(Supplied information)
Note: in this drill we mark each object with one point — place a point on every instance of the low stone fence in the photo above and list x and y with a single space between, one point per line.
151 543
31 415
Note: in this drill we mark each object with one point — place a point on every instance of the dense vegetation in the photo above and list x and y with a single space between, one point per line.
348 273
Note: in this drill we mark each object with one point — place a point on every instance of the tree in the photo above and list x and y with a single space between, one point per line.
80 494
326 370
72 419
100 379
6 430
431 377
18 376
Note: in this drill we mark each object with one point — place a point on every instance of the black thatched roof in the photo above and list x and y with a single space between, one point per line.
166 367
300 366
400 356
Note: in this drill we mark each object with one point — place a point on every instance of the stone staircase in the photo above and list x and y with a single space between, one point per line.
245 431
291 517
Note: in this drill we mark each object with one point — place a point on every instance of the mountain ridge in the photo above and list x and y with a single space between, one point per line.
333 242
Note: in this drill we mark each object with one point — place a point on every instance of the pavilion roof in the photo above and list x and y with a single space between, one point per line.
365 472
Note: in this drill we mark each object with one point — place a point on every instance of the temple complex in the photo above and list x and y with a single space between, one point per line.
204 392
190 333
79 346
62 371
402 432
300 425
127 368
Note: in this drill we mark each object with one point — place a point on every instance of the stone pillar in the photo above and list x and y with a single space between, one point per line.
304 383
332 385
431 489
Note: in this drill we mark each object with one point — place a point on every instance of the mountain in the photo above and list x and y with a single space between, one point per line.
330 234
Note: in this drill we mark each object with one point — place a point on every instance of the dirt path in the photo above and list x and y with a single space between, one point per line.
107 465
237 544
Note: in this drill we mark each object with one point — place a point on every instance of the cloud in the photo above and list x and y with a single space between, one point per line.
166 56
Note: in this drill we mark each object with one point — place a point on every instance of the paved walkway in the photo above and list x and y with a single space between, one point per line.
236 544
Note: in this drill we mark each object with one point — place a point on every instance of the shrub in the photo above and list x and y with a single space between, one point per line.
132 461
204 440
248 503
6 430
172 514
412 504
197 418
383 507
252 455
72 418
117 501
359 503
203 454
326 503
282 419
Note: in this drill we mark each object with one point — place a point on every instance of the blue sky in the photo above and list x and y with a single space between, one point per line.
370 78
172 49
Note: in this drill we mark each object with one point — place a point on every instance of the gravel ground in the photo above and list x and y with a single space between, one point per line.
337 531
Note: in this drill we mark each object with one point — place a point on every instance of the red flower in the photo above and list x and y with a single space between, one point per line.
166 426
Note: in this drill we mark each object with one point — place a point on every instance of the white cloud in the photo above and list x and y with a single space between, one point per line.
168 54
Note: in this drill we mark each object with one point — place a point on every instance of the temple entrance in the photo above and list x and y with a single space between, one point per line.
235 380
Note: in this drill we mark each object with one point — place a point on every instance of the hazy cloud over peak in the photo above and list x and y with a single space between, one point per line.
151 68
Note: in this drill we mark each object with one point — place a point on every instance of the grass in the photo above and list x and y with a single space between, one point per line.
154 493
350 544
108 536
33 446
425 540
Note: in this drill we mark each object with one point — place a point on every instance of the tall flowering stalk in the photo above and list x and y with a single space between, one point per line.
(End Supplied information)
→ **Work task**: The answer must be the lines from the one containing "of the hazy" to the final line of the data above, copied exactly, both included, with nothing added.

→ **Answer area**:
Note: in this drill we mark each object with one point — place a point on every instance of the hazy cloud over peak in the photo above and list x and y with a single space between, one point per line.
151 68
Note: in this drill we mark each object with one point — place a point on every instance of the grass in the photo above and list x and y with a single space between, one point per line.
154 493
350 544
108 536
33 446
425 540
Note: in this drill we mark each object with one point — place a point on every instance of the tall flowering stalk in the photo above and list x and y with a single space between, one point per line.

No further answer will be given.